## [RECORDS TO PROCESS]
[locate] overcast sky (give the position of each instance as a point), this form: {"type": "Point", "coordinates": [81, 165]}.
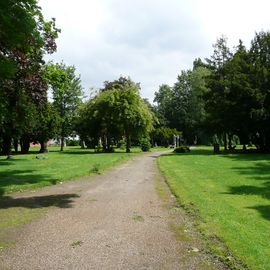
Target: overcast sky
{"type": "Point", "coordinates": [149, 40]}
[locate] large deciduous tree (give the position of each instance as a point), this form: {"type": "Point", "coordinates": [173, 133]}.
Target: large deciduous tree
{"type": "Point", "coordinates": [24, 39]}
{"type": "Point", "coordinates": [67, 94]}
{"type": "Point", "coordinates": [117, 111]}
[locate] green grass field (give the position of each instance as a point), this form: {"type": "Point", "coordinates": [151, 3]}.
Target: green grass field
{"type": "Point", "coordinates": [26, 172]}
{"type": "Point", "coordinates": [229, 198]}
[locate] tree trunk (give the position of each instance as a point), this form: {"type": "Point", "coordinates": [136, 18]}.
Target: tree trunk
{"type": "Point", "coordinates": [225, 142]}
{"type": "Point", "coordinates": [43, 147]}
{"type": "Point", "coordinates": [62, 140]}
{"type": "Point", "coordinates": [15, 145]}
{"type": "Point", "coordinates": [82, 144]}
{"type": "Point", "coordinates": [25, 145]}
{"type": "Point", "coordinates": [230, 141]}
{"type": "Point", "coordinates": [128, 146]}
{"type": "Point", "coordinates": [6, 148]}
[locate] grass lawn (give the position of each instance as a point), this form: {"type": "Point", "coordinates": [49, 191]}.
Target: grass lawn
{"type": "Point", "coordinates": [229, 196]}
{"type": "Point", "coordinates": [27, 172]}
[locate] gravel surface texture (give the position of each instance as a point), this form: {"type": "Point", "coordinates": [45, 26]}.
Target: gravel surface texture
{"type": "Point", "coordinates": [115, 220]}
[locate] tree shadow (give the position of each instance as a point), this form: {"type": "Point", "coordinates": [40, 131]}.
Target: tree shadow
{"type": "Point", "coordinates": [57, 200]}
{"type": "Point", "coordinates": [263, 191]}
{"type": "Point", "coordinates": [264, 210]}
{"type": "Point", "coordinates": [257, 171]}
{"type": "Point", "coordinates": [247, 156]}
{"type": "Point", "coordinates": [16, 178]}
{"type": "Point", "coordinates": [193, 152]}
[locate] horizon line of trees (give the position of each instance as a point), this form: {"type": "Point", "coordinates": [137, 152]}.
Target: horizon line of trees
{"type": "Point", "coordinates": [223, 99]}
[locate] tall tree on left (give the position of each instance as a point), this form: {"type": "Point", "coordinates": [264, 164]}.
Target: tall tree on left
{"type": "Point", "coordinates": [24, 39]}
{"type": "Point", "coordinates": [67, 93]}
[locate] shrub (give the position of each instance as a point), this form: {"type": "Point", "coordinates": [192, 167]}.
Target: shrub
{"type": "Point", "coordinates": [145, 144]}
{"type": "Point", "coordinates": [181, 149]}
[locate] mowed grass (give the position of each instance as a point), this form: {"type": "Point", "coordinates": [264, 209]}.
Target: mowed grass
{"type": "Point", "coordinates": [25, 172]}
{"type": "Point", "coordinates": [230, 198]}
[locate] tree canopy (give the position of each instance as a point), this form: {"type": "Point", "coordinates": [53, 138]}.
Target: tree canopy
{"type": "Point", "coordinates": [119, 112]}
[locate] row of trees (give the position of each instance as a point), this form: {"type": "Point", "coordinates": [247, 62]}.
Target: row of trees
{"type": "Point", "coordinates": [115, 114]}
{"type": "Point", "coordinates": [227, 95]}
{"type": "Point", "coordinates": [26, 115]}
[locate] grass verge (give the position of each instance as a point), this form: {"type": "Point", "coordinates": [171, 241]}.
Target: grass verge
{"type": "Point", "coordinates": [228, 197]}
{"type": "Point", "coordinates": [24, 172]}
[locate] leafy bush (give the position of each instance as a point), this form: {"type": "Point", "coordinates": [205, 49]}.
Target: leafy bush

## [WORK REQUIRED]
Rewrite only the lines of the listing from the line containing "[locate] grass verge" through the end of the listing, requests included. Multiply every point coordinate in the answers by 2.05 and round each result to a whole number, rounding halves up, while leaving the numbers in the requests and their format samples unchanged.

## [REPLY]
[locate] grass verge (give the position of each instance as a point), this form: {"type": "Point", "coordinates": [171, 241]}.
Target: grass verge
{"type": "Point", "coordinates": [467, 404]}
{"type": "Point", "coordinates": [49, 353]}
[locate] leafy bush (give the position of each instance as a point), this form: {"type": "Point", "coordinates": [205, 49]}.
Target: leafy bush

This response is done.